#### Written instruction:
Could you convert the listing below, from its start through the line containing "Target: green windmill", into a Markdown table with a Row column numbering each line and a Line column holding the line itself, leaving out blank lines?

(Pointing and labeling entries)
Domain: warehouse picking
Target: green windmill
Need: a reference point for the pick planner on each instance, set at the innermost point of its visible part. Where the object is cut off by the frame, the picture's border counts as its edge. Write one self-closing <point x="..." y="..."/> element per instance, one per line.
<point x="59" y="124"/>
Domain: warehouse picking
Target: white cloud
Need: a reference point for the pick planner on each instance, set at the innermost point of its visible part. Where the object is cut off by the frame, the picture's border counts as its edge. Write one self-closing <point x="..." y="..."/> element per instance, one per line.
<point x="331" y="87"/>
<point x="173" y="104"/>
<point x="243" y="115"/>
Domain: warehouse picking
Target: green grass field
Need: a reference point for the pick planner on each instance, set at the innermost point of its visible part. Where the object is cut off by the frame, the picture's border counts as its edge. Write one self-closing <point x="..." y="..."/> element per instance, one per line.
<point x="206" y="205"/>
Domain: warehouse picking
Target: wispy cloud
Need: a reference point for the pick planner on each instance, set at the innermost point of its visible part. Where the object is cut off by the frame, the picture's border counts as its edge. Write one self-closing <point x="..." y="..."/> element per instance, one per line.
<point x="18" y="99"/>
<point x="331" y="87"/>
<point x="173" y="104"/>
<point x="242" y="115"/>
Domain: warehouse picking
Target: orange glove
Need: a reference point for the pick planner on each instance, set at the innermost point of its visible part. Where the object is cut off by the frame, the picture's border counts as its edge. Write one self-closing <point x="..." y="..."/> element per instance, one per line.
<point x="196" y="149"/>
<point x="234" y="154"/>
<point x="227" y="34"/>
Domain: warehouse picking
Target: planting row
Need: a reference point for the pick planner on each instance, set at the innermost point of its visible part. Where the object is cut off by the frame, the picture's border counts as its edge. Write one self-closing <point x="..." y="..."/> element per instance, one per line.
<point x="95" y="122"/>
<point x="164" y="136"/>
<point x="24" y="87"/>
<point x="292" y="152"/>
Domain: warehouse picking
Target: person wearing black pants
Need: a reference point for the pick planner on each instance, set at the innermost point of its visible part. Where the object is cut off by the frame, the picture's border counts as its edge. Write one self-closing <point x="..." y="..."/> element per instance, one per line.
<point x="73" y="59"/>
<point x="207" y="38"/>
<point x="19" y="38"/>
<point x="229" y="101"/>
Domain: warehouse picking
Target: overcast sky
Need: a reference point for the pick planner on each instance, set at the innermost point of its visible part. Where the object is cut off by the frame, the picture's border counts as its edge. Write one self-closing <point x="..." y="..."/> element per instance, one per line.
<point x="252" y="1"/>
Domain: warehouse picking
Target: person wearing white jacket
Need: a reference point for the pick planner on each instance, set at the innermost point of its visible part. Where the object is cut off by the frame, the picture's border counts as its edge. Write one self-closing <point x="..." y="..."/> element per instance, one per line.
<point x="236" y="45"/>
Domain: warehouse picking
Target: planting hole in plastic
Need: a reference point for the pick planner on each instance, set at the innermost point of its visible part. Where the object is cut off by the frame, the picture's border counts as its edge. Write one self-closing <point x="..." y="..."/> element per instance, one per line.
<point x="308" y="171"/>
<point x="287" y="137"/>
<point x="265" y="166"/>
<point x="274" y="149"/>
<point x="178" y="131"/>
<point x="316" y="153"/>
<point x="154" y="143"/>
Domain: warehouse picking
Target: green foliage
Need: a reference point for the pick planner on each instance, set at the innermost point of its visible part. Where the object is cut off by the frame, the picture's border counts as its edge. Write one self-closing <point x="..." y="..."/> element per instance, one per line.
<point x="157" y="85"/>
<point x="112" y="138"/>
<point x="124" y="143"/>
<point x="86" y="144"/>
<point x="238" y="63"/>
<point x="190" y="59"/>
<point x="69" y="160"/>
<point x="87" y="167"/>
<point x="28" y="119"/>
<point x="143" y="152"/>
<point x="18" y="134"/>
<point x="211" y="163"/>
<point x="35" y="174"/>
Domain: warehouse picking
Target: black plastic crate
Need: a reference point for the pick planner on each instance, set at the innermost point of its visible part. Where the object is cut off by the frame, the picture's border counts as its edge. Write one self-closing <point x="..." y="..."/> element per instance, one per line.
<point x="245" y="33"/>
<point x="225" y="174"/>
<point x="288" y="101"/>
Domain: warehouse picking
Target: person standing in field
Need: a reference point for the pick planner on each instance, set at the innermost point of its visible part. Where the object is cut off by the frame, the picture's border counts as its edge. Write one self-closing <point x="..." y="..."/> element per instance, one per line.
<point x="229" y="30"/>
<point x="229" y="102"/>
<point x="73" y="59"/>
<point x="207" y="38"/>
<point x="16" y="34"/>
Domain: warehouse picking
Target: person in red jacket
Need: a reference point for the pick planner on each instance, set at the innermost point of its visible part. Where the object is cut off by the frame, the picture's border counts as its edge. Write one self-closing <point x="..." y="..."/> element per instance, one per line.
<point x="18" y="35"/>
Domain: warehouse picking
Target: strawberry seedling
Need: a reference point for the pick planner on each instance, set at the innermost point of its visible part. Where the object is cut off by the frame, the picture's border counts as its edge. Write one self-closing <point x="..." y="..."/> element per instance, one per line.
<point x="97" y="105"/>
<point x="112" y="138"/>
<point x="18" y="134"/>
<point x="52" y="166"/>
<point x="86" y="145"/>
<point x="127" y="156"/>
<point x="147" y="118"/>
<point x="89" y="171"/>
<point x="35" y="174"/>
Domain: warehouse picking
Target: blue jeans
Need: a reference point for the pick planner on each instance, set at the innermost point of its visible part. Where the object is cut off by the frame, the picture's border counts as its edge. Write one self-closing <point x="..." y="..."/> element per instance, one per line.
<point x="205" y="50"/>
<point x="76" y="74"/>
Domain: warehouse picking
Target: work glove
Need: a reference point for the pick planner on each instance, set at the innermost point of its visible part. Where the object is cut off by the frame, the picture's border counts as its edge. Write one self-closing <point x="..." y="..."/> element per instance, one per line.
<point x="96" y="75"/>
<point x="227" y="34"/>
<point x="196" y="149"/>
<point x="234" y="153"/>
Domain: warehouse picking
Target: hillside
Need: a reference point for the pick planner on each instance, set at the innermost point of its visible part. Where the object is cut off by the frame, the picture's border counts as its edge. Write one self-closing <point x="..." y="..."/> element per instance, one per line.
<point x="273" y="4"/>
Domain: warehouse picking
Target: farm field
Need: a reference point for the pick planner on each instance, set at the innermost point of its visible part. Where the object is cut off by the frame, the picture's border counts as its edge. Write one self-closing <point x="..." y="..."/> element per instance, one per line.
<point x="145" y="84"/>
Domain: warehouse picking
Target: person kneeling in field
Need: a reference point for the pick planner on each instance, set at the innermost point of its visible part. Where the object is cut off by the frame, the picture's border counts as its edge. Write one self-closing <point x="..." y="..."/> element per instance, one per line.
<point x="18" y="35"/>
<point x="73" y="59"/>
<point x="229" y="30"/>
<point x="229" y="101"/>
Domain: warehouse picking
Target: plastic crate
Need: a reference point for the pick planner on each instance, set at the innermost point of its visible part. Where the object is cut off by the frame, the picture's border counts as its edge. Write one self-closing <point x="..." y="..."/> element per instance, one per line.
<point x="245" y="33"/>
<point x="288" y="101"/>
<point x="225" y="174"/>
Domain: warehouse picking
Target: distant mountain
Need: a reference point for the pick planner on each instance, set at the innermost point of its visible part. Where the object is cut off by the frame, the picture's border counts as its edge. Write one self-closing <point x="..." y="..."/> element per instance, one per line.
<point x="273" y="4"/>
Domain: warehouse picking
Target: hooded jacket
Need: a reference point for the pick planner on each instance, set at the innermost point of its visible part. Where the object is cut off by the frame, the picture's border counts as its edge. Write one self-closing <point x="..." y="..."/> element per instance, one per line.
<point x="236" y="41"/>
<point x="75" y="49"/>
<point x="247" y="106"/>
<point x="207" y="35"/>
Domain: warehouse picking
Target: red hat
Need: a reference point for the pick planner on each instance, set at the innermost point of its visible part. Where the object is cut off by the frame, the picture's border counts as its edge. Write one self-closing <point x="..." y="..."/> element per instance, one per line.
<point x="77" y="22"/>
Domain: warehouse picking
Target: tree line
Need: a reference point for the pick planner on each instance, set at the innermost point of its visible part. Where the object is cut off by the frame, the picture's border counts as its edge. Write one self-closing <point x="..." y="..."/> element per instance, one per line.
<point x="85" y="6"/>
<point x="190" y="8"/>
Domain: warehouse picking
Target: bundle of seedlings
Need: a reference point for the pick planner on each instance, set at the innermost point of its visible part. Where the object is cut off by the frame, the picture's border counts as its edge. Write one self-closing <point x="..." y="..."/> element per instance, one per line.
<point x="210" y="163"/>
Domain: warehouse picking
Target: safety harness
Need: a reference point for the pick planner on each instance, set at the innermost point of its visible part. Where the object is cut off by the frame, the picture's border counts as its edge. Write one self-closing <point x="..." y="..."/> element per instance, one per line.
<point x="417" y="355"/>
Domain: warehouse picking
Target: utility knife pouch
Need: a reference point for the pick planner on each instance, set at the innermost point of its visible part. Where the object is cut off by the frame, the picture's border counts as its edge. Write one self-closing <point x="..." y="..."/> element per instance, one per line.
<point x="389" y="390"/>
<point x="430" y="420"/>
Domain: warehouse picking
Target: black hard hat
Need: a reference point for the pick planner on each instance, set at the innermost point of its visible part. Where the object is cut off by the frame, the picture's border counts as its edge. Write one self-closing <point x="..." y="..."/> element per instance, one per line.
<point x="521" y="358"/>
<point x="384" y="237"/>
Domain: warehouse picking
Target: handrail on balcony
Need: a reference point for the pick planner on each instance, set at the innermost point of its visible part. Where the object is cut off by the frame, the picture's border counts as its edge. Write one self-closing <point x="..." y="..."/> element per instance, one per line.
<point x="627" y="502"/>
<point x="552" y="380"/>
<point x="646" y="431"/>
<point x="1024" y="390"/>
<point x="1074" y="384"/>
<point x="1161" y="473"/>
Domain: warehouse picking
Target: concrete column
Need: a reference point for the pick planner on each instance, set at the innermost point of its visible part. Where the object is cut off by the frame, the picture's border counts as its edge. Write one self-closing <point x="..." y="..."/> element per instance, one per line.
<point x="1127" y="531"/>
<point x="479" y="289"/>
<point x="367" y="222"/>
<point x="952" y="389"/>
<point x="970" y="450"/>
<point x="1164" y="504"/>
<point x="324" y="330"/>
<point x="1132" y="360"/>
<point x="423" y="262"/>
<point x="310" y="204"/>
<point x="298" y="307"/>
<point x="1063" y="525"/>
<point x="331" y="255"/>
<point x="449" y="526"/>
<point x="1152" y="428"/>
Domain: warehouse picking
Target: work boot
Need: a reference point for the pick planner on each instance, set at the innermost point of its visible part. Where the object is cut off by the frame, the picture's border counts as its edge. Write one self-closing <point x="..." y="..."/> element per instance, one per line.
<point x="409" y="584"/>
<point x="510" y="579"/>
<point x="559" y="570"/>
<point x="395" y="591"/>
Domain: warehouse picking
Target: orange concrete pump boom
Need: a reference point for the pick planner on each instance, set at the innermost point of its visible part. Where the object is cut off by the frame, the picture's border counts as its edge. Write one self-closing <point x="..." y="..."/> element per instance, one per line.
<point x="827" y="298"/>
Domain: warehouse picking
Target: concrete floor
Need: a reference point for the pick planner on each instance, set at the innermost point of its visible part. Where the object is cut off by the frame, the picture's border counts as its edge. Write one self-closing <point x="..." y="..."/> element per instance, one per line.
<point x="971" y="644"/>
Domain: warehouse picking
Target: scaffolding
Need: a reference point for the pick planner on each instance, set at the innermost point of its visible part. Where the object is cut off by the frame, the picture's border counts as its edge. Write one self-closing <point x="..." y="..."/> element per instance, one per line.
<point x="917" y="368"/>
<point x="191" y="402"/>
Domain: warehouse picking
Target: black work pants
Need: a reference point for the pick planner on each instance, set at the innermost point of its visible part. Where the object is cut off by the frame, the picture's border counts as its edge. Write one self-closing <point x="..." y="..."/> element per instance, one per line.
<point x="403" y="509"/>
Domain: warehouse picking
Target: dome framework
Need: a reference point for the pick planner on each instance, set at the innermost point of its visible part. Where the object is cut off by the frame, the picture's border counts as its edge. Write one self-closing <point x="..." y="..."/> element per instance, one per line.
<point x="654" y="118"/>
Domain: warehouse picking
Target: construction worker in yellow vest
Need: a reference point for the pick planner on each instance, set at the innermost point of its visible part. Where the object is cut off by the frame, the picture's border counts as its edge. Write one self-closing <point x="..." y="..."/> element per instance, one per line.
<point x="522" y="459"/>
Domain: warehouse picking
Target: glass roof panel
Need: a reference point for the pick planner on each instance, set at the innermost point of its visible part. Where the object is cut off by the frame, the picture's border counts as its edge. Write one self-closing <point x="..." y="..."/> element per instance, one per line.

#### Result of this task:
| Row | Line |
|---|---|
| 1 | Domain: warehouse picking |
| 2 | Target: green windmill |